> PROBLEM TO WORK ON: Count how many lines in the rows below contain the string "racehorse". Case counts. Reply with only the number.
--- start of RECORDED INFORMATION ---
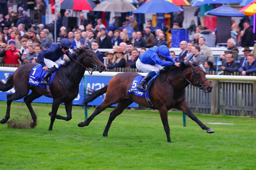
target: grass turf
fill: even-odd
[[[51,104],[33,103],[38,116],[34,129],[0,125],[0,169],[253,170],[255,169],[255,119],[225,115],[196,114],[215,131],[208,134],[187,117],[183,127],[181,112],[169,112],[172,143],[167,139],[157,111],[125,110],[113,121],[109,136],[102,134],[113,109],[96,116],[88,126],[79,128],[84,110],[73,106],[72,119],[56,120],[47,130]],[[0,102],[0,118],[6,102]],[[88,116],[94,111],[88,110]],[[58,114],[66,115],[61,105]],[[13,102],[11,118],[30,116],[24,103]],[[28,122],[28,123],[29,123]]]

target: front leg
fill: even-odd
[[[214,131],[208,128],[200,121],[193,113],[189,108],[188,103],[185,100],[181,102],[179,104],[175,106],[175,108],[181,110],[184,113],[187,115],[190,119],[196,122],[198,125],[203,130],[206,130],[206,132],[209,133],[212,133],[214,132]]]

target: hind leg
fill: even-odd
[[[33,100],[41,96],[42,95],[37,92],[35,90],[32,90],[32,92],[29,95],[24,98],[24,101],[25,102],[32,118],[32,121],[30,122],[30,127],[32,128],[34,128],[37,125],[37,116],[33,109],[31,103]]]
[[[108,133],[110,128],[112,122],[115,119],[115,118],[118,115],[120,114],[127,107],[132,103],[132,101],[129,99],[125,99],[122,100],[118,103],[117,106],[110,113],[109,118],[109,121],[108,121],[105,130],[103,133],[103,136],[108,136]]]
[[[7,95],[7,108],[6,110],[6,114],[5,118],[2,118],[0,120],[0,123],[1,124],[5,123],[10,118],[10,111],[11,110],[11,104],[14,100],[20,99],[23,97],[26,96],[28,94],[28,90],[26,89],[18,90],[16,89],[14,93],[8,94]]]

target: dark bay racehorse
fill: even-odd
[[[199,87],[205,93],[211,92],[212,84],[205,78],[205,73],[198,65],[194,63],[181,62],[180,68],[167,67],[163,69],[153,82],[150,91],[150,99],[154,107],[159,111],[161,119],[166,133],[167,141],[171,142],[170,128],[168,123],[167,111],[172,108],[181,110],[195,121],[208,133],[214,131],[205,126],[192,112],[185,100],[185,88],[190,84]],[[108,85],[96,91],[91,90],[85,100],[85,104],[93,101],[106,92],[102,103],[97,107],[93,114],[84,122],[80,122],[79,127],[89,125],[94,117],[107,107],[118,103],[117,106],[110,114],[103,136],[107,136],[112,122],[117,116],[133,102],[144,107],[149,107],[144,98],[133,94],[128,95],[132,82],[140,74],[136,73],[120,73],[110,80]],[[137,86],[137,85],[136,85]]]
[[[53,98],[49,130],[52,130],[55,118],[68,121],[72,118],[72,101],[78,94],[79,84],[87,68],[94,68],[100,72],[105,69],[105,66],[99,60],[98,55],[91,49],[83,47],[77,49],[72,54],[69,63],[62,66],[57,71],[53,81],[53,86],[51,88]],[[36,64],[26,64],[19,67],[13,75],[10,75],[4,84],[0,82],[0,90],[6,91],[12,88],[14,85],[15,92],[7,95],[7,109],[5,118],[0,121],[1,124],[5,123],[10,118],[11,104],[13,100],[24,97],[24,101],[31,114],[32,120],[30,126],[33,128],[37,123],[37,116],[31,105],[34,99],[42,95],[49,97],[46,89],[38,86],[28,83],[31,70]],[[60,82],[58,79],[61,82]],[[28,94],[29,90],[31,93]],[[59,105],[64,102],[67,117],[57,115]]]

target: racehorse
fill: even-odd
[[[7,95],[6,114],[5,118],[2,118],[0,120],[1,124],[6,123],[10,118],[12,102],[25,97],[24,101],[32,117],[30,125],[31,128],[34,128],[36,125],[37,116],[32,108],[31,103],[42,95],[49,97],[46,89],[28,83],[30,72],[36,64],[24,65],[18,68],[13,74],[9,75],[5,84],[1,81],[0,82],[0,90],[6,91],[12,88],[14,85],[15,89],[15,93]],[[72,102],[78,94],[79,84],[86,69],[89,71],[88,68],[93,68],[91,73],[96,70],[102,72],[105,69],[104,65],[99,60],[97,54],[91,49],[85,47],[76,50],[74,54],[72,55],[70,60],[57,71],[53,81],[53,86],[51,88],[53,101],[51,114],[49,113],[51,119],[49,130],[52,130],[55,118],[67,121],[71,119]],[[32,92],[28,95],[30,89]],[[57,115],[59,105],[63,102],[65,104],[66,117]]]
[[[180,68],[169,66],[161,70],[153,82],[149,92],[150,99],[153,105],[158,110],[160,114],[167,141],[170,142],[171,141],[167,111],[172,108],[181,110],[203,130],[206,130],[207,133],[214,132],[197,118],[192,112],[187,102],[185,100],[185,89],[189,84],[198,87],[205,93],[211,92],[212,84],[205,78],[204,72],[196,63],[181,63]],[[104,136],[107,136],[112,122],[133,102],[144,107],[149,107],[145,98],[132,94],[128,95],[127,93],[133,79],[139,75],[136,73],[119,73],[114,76],[108,84],[103,88],[97,90],[89,90],[89,93],[87,95],[84,101],[86,105],[88,103],[106,92],[105,98],[91,115],[84,122],[79,122],[78,126],[88,126],[96,116],[108,107],[118,103],[117,106],[110,114],[103,133]],[[135,85],[134,86],[137,85]]]

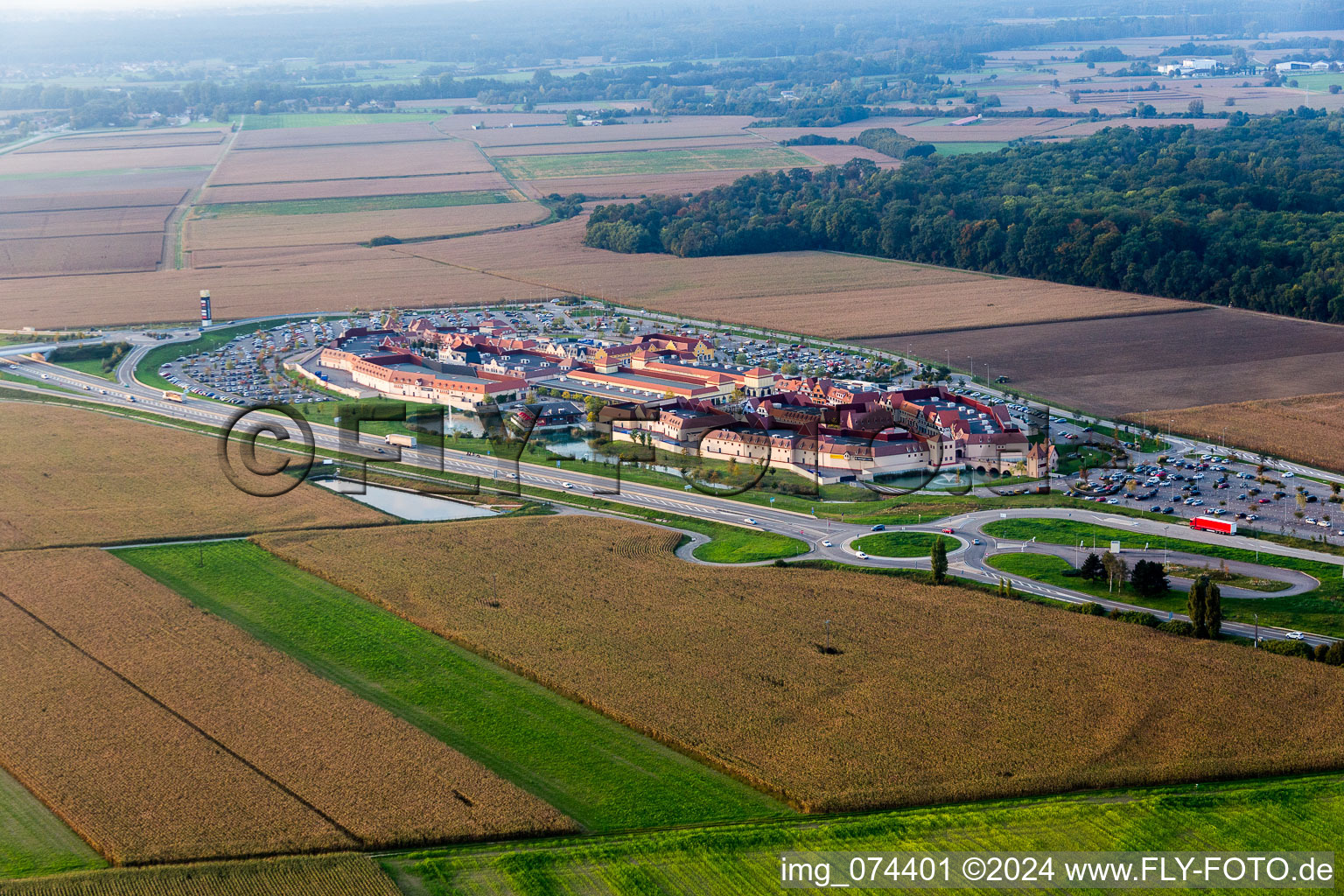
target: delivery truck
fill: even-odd
[[[1204,532],[1222,532],[1223,535],[1236,535],[1236,524],[1231,520],[1219,520],[1212,516],[1196,516],[1189,521],[1189,528]]]

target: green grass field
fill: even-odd
[[[999,152],[1008,144],[1005,142],[978,142],[978,141],[965,141],[965,142],[941,142],[934,141],[933,144],[938,149],[939,156],[961,156],[968,152]]]
[[[926,557],[939,536],[929,532],[878,532],[866,535],[853,547],[875,557]],[[957,547],[957,539],[945,539],[948,549]]]
[[[200,339],[192,340],[190,343],[168,343],[165,345],[159,345],[156,348],[145,352],[145,356],[140,359],[136,364],[134,376],[137,380],[149,386],[152,388],[165,388],[173,390],[176,392],[181,391],[180,386],[173,386],[164,377],[159,376],[159,368],[168,361],[175,361],[179,357],[187,355],[196,355],[200,352],[212,352],[234,336],[239,333],[254,333],[258,329],[270,329],[273,326],[280,326],[285,321],[298,321],[310,320],[312,317],[320,317],[316,314],[302,314],[298,317],[277,318],[273,321],[262,321],[259,324],[238,324],[237,326],[219,326],[207,330],[200,336]]]
[[[1344,567],[1333,563],[1300,560],[1297,557],[1285,557],[1273,553],[1257,555],[1255,551],[1246,551],[1245,548],[1232,548],[1223,544],[1204,544],[1203,541],[1188,541],[1185,539],[1164,540],[1163,536],[1145,536],[1137,532],[1126,532],[1124,529],[1113,529],[1103,525],[1089,525],[1074,520],[996,520],[985,525],[984,532],[985,535],[1000,539],[1031,539],[1035,536],[1038,541],[1044,541],[1047,544],[1078,544],[1082,541],[1083,547],[1089,551],[1091,549],[1093,537],[1095,536],[1098,552],[1107,549],[1111,539],[1114,539],[1118,540],[1121,547],[1125,548],[1137,549],[1148,544],[1153,549],[1167,547],[1172,551],[1184,551],[1187,553],[1198,553],[1200,556],[1214,559],[1241,560],[1243,563],[1261,563],[1285,570],[1297,570],[1298,572],[1305,572],[1318,579],[1321,583],[1320,587],[1313,591],[1308,591],[1306,594],[1284,598],[1223,598],[1223,617],[1234,622],[1250,622],[1253,614],[1259,614],[1261,625],[1278,626],[1281,629],[1301,629],[1304,631],[1314,631],[1317,634],[1327,634],[1331,637],[1344,637]],[[999,556],[1003,557],[1009,555]],[[997,568],[1003,568],[1005,572],[1019,572],[1019,570],[999,567],[997,563],[999,560],[996,559],[995,566]],[[1059,560],[1059,563],[1064,564],[1063,560]],[[1059,568],[1062,567],[1054,570],[1054,575],[1058,576]],[[1051,574],[1052,570],[1043,566],[1042,572]],[[1032,579],[1038,578],[1024,570],[1020,571],[1020,575],[1025,575]],[[1074,588],[1075,591],[1087,591],[1086,587],[1082,587],[1086,583],[1075,578],[1058,576],[1043,578],[1039,580],[1046,582],[1047,584]],[[1102,591],[1105,591],[1105,584],[1102,586]],[[1137,600],[1133,595],[1126,592],[1126,596],[1122,599],[1132,603],[1141,603],[1145,607],[1152,607],[1160,611],[1185,611],[1185,594],[1180,591],[1173,591],[1165,598],[1144,598],[1142,600]]]
[[[331,215],[348,211],[390,211],[396,208],[444,208],[448,206],[488,206],[512,201],[493,189],[460,193],[403,193],[401,196],[339,196],[332,199],[292,199],[270,203],[216,203],[196,206],[203,215]]]
[[[75,832],[0,768],[0,879],[103,868]]]
[[[101,376],[105,380],[116,382],[117,376],[114,371],[102,369],[102,359],[98,357],[85,357],[81,360],[69,361],[55,361],[58,367],[69,367],[73,371],[79,371],[81,373],[91,373],[94,376]]]
[[[676,175],[688,171],[798,168],[816,165],[806,156],[781,146],[742,149],[646,149],[559,156],[497,156],[504,173],[520,180],[586,177],[593,175]]]
[[[711,524],[712,525],[712,524]],[[757,563],[796,557],[812,549],[805,541],[774,532],[739,529],[735,525],[715,525],[706,532],[714,540],[695,549],[698,560],[708,563]]]
[[[293,111],[273,116],[243,116],[243,130],[274,128],[332,128],[336,125],[394,125],[407,121],[438,121],[437,111]]]
[[[996,553],[992,557],[986,557],[985,563],[996,570],[1001,570],[1003,572],[1011,572],[1012,575],[1020,575],[1027,579],[1035,579],[1036,582],[1044,582],[1046,584],[1055,586],[1058,588],[1082,591],[1083,594],[1089,594],[1103,600],[1122,600],[1125,603],[1136,603],[1145,607],[1161,603],[1172,613],[1185,611],[1184,594],[1168,592],[1157,598],[1141,598],[1130,591],[1126,584],[1121,584],[1121,587],[1117,587],[1114,591],[1106,591],[1106,579],[1089,582],[1081,576],[1064,575],[1068,570],[1074,568],[1073,564],[1063,557],[1056,557],[1048,553]]]
[[[790,814],[743,783],[271,556],[250,541],[117,555],[590,830]],[[203,566],[198,562],[203,559]]]
[[[382,864],[403,892],[431,896],[769,896],[788,892],[780,885],[780,856],[785,852],[1262,849],[1344,852],[1344,778],[1102,791],[601,840],[468,846],[390,856]]]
--- end of RECORDED INFORMATION ---
> TASK SOLUTION: 2